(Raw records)
>> start
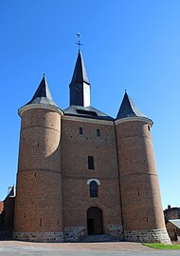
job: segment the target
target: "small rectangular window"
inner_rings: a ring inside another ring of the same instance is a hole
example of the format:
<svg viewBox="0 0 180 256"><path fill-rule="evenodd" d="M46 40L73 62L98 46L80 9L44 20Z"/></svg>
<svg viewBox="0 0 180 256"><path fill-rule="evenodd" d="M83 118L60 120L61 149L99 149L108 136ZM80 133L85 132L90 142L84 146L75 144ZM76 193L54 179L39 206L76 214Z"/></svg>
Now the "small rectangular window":
<svg viewBox="0 0 180 256"><path fill-rule="evenodd" d="M88 169L94 169L94 157L93 156L88 156Z"/></svg>
<svg viewBox="0 0 180 256"><path fill-rule="evenodd" d="M80 134L81 135L82 134L82 128L80 128Z"/></svg>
>> end
*SHORT PROBLEM*: Turn every line of the rows above into a Markdown table with two columns, No. and Line, leaving out any blank lines. Don't include the pictures in the table.

*WORKED ANSWER*:
| No. | Line |
|---|---|
| 1 | job: segment the target |
| 2 | target: "small rectangular window" |
| 3 | inner_rings: a ring inside another ring of the same instance is a hole |
| 4 | example of the format: |
| 5 | <svg viewBox="0 0 180 256"><path fill-rule="evenodd" d="M46 40L73 62L98 46L80 9L44 20Z"/></svg> |
| 6 | <svg viewBox="0 0 180 256"><path fill-rule="evenodd" d="M83 118L60 120L61 149L99 149L108 136ZM80 133L85 132L90 142L84 146L75 144ZM76 193L54 179L39 206L76 214Z"/></svg> |
| 7 | Now the "small rectangular window": |
| 8 | <svg viewBox="0 0 180 256"><path fill-rule="evenodd" d="M88 169L94 169L94 157L93 156L88 156Z"/></svg> |
| 9 | <svg viewBox="0 0 180 256"><path fill-rule="evenodd" d="M80 134L81 135L82 134L82 128L80 128Z"/></svg> |